Short problem - From the sentencing guideline excerpt, list every factor it gives as indicating significantly lower culpability.

1.25 Factors indicating significantly lower culpability:
- A greater degree of provocation than normally expected
- Mental illness or disability
- Youth or age, where it affects the responsibility of the individual defendant
- The fact that the offender played only a minor role in the offence
(iii) Personal mitigation
1.26 Section 166(1) Criminal Justice Act 2003 makes provision for a sentencer to take account of any matters that ‘in the opinion of the court, are relevant in mitigation of sentence’.
1.27 When the court has formed an initial assessment of the seriousness of the offence, then it should consider any offender mitigation. The issue of remorse should be taken into account at this point along with other mitigating features such as admissions to the police in interview.
(iv) Reduction for a guilty plea
1.28 Sentencers will normally reduce the severity of a sentence to reflect an early guilty plea. This subject is covered by a separate guideline and provides a sliding scale reduction with a normal maximum one-third reduction being given to offenders who enter a guilty plea at the first reasonable opportunity.
1.29 Credit may also be given for ready co-operation with the authorities. This will depend on the particular circumstances of the individual case.
The Sentencing Thresholds
1.30 Assessing the seriousness of an offence is only the first step in the process of determining the appropriate sentence in an individual case. Matching the offence to a type and level of sentence is a separate and complex exercise assisted by the application of the respective threshold tests for custodial and community sentences.
The Custody Threshold
1.31 Section 152(2) Criminal Justice Act 2003 provides:
“The court must not pass a custodial sentence unless it is of the opinion that the offence, or the combination of the offence and one or more offences associated with it, was so serious that neither a fine alone nor a community sentence can be justified for the offence.”
1.32 In applying the threshold test, sentencers should note:
- the clear intention of the threshold test is to reserve prison as a punishment for the most serious offences;
- it is impossible to determine definitively which features of a particular offence make it serious enough to merit a custodial sentence;
- passing the custody threshold does not mean that a custodial sentence should be deemed inevitable, and custody can still be avoided in the light of personal mitigation or where there is a suitable intervention in the community which provides sufficient restriction (by way of punishment) while addressing the rehabilitation of the offender to prevent future crime. For example, a prolific offender who currently could expect a short custodial sentence (which, in advance of custody plus, would have no provision for supervision on release) might more appropriately receive a suitable community sentence.

Record excerpts -
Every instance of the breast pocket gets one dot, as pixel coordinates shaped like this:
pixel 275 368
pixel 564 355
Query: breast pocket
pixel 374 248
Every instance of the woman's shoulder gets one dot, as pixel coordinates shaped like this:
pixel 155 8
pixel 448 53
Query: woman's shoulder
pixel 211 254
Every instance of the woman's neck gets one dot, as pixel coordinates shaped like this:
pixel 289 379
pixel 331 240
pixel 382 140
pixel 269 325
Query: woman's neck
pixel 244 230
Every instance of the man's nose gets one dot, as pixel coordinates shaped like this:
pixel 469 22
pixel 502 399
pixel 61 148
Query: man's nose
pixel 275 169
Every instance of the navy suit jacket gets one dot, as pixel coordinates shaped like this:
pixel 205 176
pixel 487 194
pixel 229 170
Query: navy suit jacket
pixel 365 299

Answer -
- A greater degree of provocation than normally expected
- Mental illness or disability
- Youth or age, where it affects the responsibility of the individual defendant
- The fact that the offender played only a minor role in the offence